Transcribe only the part of the listing below that begins at the line containing "Task: put a point on every instance of the wooden shelf" and runs to its final line, keeping both ends.

# # # # # # #

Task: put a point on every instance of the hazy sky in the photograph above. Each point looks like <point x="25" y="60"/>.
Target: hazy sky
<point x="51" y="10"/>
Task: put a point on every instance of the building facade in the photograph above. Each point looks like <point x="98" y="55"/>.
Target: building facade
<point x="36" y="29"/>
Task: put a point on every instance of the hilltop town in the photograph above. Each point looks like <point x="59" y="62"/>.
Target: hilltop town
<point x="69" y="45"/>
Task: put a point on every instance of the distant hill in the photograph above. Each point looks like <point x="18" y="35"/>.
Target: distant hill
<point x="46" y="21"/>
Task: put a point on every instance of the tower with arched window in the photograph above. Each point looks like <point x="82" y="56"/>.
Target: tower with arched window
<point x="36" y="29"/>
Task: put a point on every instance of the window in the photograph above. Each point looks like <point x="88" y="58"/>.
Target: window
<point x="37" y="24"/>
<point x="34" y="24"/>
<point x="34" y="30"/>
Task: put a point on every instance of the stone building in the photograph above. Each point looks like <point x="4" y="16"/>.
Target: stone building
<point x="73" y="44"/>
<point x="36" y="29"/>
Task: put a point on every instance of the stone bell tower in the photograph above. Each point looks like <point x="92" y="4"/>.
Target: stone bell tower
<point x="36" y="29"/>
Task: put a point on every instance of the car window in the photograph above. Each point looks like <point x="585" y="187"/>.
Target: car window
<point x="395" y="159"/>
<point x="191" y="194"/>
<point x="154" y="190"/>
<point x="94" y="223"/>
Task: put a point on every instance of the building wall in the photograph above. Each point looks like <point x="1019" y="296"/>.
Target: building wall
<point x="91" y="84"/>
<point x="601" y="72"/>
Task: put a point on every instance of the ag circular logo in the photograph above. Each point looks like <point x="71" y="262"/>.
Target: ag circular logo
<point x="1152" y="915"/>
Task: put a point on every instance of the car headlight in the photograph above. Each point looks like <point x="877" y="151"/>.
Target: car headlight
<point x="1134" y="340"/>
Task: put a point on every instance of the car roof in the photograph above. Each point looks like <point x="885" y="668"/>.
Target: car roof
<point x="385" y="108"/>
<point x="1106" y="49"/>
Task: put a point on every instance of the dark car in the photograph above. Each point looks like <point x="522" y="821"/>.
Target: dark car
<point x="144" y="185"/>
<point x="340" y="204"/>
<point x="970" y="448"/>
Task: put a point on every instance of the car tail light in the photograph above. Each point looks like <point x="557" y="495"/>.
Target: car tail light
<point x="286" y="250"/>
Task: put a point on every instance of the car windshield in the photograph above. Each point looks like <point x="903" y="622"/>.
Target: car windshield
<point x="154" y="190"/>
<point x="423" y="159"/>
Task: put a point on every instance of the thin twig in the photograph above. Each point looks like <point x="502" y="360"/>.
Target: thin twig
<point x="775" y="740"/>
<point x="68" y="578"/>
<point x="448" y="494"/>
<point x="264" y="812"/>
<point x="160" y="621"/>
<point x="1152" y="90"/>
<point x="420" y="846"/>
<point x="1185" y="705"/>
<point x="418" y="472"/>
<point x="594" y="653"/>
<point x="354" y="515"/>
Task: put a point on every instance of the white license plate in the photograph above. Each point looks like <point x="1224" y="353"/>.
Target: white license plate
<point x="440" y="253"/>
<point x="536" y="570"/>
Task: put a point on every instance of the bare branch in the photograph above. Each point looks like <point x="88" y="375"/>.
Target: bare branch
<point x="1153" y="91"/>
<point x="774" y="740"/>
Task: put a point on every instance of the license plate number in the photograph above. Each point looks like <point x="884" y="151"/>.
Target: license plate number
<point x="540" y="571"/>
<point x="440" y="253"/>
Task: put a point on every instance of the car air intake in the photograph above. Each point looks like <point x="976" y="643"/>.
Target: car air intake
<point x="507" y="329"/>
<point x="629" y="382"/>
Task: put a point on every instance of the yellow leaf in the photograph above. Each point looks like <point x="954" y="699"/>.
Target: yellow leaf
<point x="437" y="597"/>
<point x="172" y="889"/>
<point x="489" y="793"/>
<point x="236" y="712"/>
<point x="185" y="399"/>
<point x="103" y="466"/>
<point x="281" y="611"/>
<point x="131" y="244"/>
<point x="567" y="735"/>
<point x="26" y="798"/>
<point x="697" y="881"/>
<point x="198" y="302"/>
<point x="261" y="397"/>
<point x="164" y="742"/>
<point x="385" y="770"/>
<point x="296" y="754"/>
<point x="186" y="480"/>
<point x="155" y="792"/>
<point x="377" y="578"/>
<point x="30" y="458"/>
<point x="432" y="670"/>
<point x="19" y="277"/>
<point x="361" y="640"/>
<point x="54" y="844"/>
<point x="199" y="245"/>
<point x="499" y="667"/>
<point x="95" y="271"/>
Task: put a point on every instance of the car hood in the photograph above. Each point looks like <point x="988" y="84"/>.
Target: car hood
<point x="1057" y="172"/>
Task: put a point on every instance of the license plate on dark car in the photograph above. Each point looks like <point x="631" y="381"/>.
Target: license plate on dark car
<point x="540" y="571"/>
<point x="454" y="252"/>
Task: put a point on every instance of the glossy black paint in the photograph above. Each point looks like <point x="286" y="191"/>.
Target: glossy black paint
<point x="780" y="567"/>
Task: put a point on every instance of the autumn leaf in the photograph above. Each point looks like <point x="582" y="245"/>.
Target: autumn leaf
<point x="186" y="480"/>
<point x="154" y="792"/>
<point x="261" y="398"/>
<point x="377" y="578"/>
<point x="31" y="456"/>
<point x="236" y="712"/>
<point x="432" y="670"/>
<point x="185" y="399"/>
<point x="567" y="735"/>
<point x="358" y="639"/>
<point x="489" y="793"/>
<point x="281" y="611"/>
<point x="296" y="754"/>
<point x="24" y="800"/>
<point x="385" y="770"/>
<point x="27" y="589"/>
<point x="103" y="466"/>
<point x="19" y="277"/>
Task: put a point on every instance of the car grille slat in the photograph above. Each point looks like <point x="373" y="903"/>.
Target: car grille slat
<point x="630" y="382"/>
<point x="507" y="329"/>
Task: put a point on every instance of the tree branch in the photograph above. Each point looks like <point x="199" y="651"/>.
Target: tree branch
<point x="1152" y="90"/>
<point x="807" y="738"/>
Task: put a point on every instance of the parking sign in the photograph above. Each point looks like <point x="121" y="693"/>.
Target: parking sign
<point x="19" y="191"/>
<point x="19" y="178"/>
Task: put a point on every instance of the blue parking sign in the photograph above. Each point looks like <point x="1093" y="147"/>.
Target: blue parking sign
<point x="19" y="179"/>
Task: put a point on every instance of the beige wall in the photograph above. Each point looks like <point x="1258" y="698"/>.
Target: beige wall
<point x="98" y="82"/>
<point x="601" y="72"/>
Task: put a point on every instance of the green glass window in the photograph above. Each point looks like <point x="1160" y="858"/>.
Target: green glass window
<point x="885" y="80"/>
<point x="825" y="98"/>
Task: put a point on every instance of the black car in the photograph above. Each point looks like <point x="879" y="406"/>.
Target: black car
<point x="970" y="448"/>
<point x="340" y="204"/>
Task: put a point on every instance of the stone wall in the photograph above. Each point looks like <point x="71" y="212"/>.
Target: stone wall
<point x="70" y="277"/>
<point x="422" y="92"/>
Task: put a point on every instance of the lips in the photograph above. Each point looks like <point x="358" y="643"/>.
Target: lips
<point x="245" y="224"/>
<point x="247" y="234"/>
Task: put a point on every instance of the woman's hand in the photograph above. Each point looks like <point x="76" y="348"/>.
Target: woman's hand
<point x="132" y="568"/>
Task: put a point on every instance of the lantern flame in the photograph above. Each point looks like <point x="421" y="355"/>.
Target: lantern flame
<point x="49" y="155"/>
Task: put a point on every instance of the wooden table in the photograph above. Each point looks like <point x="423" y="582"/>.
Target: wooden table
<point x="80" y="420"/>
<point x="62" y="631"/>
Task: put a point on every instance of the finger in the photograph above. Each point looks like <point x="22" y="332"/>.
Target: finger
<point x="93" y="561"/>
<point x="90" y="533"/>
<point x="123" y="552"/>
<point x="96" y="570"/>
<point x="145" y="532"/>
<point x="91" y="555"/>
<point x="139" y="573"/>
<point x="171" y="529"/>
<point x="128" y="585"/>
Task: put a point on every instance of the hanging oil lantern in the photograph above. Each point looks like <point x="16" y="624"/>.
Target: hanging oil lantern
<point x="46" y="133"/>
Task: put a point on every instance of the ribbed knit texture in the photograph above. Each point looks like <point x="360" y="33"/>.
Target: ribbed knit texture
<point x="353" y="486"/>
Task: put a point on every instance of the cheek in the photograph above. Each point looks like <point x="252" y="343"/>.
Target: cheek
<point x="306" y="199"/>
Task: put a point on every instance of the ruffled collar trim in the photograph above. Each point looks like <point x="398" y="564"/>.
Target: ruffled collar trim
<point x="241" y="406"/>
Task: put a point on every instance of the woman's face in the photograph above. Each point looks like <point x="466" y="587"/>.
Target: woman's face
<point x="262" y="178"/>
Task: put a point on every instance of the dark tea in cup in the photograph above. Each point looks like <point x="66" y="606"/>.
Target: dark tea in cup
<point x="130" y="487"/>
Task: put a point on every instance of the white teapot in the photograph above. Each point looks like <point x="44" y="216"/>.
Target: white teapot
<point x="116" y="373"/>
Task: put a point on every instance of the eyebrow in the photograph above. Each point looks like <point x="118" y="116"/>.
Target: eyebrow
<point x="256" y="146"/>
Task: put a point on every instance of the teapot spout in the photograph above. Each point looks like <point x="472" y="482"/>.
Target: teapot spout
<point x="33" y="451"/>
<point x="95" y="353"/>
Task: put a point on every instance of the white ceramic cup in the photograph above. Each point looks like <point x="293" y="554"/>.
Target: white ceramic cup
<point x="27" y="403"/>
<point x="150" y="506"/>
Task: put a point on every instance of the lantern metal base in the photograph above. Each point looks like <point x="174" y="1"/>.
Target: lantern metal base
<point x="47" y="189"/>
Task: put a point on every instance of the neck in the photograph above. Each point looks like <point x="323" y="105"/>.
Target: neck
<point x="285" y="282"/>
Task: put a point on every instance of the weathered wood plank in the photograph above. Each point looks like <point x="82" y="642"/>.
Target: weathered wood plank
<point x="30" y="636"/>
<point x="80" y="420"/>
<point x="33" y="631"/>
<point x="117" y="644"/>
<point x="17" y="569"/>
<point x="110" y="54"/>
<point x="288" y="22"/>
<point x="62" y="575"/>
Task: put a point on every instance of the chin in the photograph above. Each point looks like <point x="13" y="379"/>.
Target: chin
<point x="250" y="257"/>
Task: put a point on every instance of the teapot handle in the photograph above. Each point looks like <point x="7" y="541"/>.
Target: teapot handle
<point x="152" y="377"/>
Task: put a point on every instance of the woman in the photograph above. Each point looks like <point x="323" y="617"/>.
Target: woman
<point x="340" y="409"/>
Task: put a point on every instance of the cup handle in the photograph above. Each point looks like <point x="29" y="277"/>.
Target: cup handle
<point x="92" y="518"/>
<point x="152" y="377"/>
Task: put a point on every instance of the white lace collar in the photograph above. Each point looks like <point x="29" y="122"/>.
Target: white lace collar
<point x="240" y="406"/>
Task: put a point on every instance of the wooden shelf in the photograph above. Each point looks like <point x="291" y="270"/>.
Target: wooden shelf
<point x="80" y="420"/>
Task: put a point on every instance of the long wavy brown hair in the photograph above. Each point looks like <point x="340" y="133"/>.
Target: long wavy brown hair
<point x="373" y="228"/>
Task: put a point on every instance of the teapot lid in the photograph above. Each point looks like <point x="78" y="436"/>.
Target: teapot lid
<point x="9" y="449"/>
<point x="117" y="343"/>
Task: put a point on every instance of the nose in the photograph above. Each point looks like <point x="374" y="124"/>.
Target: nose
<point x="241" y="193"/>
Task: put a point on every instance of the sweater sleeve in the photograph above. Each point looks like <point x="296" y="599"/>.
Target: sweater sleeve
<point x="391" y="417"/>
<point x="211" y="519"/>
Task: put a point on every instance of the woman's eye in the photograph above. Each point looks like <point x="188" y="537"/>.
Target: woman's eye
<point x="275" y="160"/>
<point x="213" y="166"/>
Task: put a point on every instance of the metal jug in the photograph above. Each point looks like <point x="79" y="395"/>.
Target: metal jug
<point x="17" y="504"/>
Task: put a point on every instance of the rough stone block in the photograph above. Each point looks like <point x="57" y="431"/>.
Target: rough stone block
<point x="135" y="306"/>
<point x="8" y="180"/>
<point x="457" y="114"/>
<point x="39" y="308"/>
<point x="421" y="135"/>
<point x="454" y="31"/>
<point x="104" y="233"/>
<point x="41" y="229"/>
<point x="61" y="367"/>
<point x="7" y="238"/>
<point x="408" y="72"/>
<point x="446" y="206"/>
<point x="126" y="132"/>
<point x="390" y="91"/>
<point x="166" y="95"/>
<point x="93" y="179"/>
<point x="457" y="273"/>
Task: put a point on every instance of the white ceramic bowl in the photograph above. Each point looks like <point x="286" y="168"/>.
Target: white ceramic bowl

# # # # # # #

■ Response for this exercise:
Task: put a point on every instance of the wooden shelf in the photograph above. Each point looks like <point x="291" y="270"/>.
Target: wooden shelf
<point x="80" y="420"/>
Task: put a point on every instance of the long wavy brown hair in the photograph above. Each point looks like <point x="340" y="133"/>.
Target: long wavy brown hair
<point x="373" y="228"/>
Task: put a point on every instance of the teapot lid in the photograph above. Each point looks like <point x="78" y="436"/>.
Target: teapot lid
<point x="9" y="449"/>
<point x="117" y="343"/>
Task: put a point on every instance of the nose in the photograph above. Each point looks like <point x="374" y="124"/>.
Target: nose
<point x="241" y="193"/>
Task: put a point on every instance of the sweater sleeve in the photograph above. Each point looks like <point x="296" y="599"/>.
Target: sweater sleeve
<point x="391" y="417"/>
<point x="211" y="519"/>
Task: put a point on every instance of the woman's eye in the photograph above. Each point looks like <point x="188" y="537"/>.
Target: woman's eye
<point x="275" y="160"/>
<point x="213" y="166"/>
Task: put a point on every instance of the metal jug in the photograph above. Each point looks like <point x="79" y="395"/>.
Target: metal jug
<point x="17" y="504"/>
Task: put a point on every instance of the rough stone block in the photograph above. Each point looks like <point x="57" y="431"/>.
Target: rough stone block
<point x="135" y="306"/>
<point x="8" y="180"/>
<point x="457" y="114"/>
<point x="39" y="308"/>
<point x="421" y="135"/>
<point x="454" y="31"/>
<point x="104" y="233"/>
<point x="41" y="229"/>
<point x="61" y="367"/>
<point x="7" y="238"/>
<point x="408" y="72"/>
<point x="446" y="206"/>
<point x="126" y="132"/>
<point x="390" y="91"/>
<point x="166" y="95"/>
<point x="93" y="179"/>
<point x="457" y="273"/>
Task: put a point on every instance of the white ceramic bowl in the photograph above. Each point looks like <point x="286" y="168"/>.
Target: white ceramic bowl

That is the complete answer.